#### SEITENTEXT
Die Ärztekammer Westfalen-Lippe fordert die Einrichtung eines Kinderschutzbeauftragten auf Landesebene. Es müsse in Nordrhein-Westfalen eine unabhängige Stelle geben, an die sich jeder auch anonym bei einem Verdacht auf sexuellen Missbrauch wenden könne, heißt es in einer am 20. Juni in Münster veröffentlichten Resolution der Kammerversammlung. Der oder die NRW-Kinderbeauftragte solle auf institutioneller Ebene alle Möglichkeiten der Prävention und Sensibilisierung für das Thema sexueller Missbrauch und Kinderpornografie nutzen sowie die neben den Jugendämtern bestehende Hilfeangebote stärker miteinander vernetzen.

Die Kammer sieht landesweit bei der Prävention des sexuellen Kindesmissbrauchs noch erheblichen Handlungsbedarf. "Lügde, Bergisch Gladbach und jetzt Münster, die Zahl der entdeckten Fälle von oft jahrelangem Missbrauch nimmt zu", sagte Kammerpräsident Hans-Albert Gehle am 20. Juni. Kindesmisshandlung und kinderpornografisches Material gebe es in allen sozialen Verhältnissen, inzwischen verbreiteten auch Kinder und Jugendliche über ihre Smartphones solche Inhalte.

#### AUFGABEN
a – Gib aus dem Text zum Kinderschutzbeauftragten den Abschnitt wortgetreu wieder, der bei den Worten "Die Kammer sieht" beginnt und nach den Worten "Smartphones solche Inhalte." endet.
b – Beantworte zum Text zum Kinderschutzbeauftragten diese Fragen:
(i) In welcher Stadt wurde die Resolution der Kammerversammlung veröffentlicht?
(ii) Wie heißt der Kammerpräsident?
(iii) Welche drei Orte nennt der Kammerpräsident im Zusammenhang mit entdeckten Missbrauchsfällen?
c – Schreibe den Text zum Kinderschutzbeauftragten im Anschluss an seinen letzten Satz weiter.

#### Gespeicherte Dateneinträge
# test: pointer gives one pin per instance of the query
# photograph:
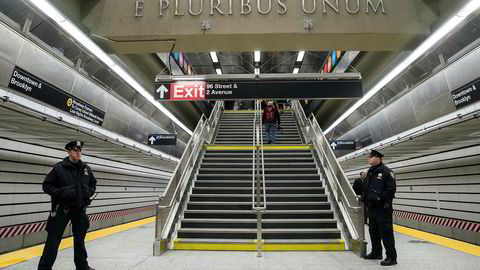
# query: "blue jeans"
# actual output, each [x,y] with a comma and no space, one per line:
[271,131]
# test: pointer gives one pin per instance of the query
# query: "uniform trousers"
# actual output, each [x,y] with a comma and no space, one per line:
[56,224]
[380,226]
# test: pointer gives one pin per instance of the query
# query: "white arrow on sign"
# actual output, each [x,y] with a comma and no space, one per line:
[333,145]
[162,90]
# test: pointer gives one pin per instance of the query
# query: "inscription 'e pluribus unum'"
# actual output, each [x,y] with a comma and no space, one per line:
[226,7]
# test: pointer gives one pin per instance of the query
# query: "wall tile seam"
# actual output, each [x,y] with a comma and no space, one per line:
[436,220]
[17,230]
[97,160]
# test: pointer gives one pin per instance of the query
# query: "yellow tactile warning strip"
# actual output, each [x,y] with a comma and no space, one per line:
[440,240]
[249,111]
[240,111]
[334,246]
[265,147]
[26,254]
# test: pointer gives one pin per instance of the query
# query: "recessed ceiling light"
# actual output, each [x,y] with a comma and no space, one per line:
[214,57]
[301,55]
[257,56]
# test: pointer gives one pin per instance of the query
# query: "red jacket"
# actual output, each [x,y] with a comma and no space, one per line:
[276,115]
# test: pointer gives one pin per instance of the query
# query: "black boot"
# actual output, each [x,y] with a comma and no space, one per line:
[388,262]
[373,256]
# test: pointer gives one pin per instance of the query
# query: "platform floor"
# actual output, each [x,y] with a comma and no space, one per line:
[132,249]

#### ERGEBNISSE
a –
Die Kammer sieht landesweit bei der Prävention des sexuellen Kindesmissbrauchs noch erheblichen Handlungsbedarf. "Lügde, Bergisch Gladbach und jetzt Münster, die Zahl der entdeckten Fälle von oft jahrelangem Missbrauch nimmt zu", sagte Kammerpräsident Hans-Albert Gehle am 20. Juni. Kindesmisshandlung und kinderpornografisches Material gebe es in allen sozialen Verhältnissen, inzwischen verbreiteten auch Kinder und Jugendliche über ihre Smartphones solche Inhalte.

b –
(i) In Münster.
(ii) Hans-Albert Gehle.
(iii) Lügde, Bergisch Gladbach und Münster.

c –
Aufnahme der Kinderrechte ins Grundgesetz angemahnt

Gehle plädierte für die Aufnahme der Kinderrechte ins Grundgesetz. Trotz Bundeskinderschutzgesetz und der Einrichtung sogenannter Frühwarnsysteme bundesweit hätten Kinder noch immer keine verfassungsrechtlich gesicherten Rechte, kritisiert der Mediziner, der Oberarzt am Krankenhaus Bergmannsheil und Kinderklinik Buer in Gelsenkirchen ist. Elternrecht gehe hier immer noch vor Kinderrecht. "Die Ärztekammer Westfalen-Lippe sieht Kinderschutz in der Priorität vor dem Elternrecht, vor Datenschutz und grenzenlos pädagogischem Optimismus." Auch müsse der Opferschutz Vorrang haben vor dem Täterschutz.

In dem mehrheitlich beschlossenen Resolution für eine "konzertierte Aktion Kinderschutz" fordert die Kammerversammlung zudem einen 24-Stunden-Notruf bei den Jugendämtern. Der solle im Vorfeld, ohne die Polizei einzuschalten, Verdachtsfälle prüft, heißt es. Außerdem werden unter anderem Pflichtfortbildungen zum Thema Kindeswohlgefährdung und Kindesmisshandlung für Jugendhilfe, Kindergärten, Schulen, Sportvereine und Behinderteneinrichtungen sowie alle Arztgruppen angemahnt.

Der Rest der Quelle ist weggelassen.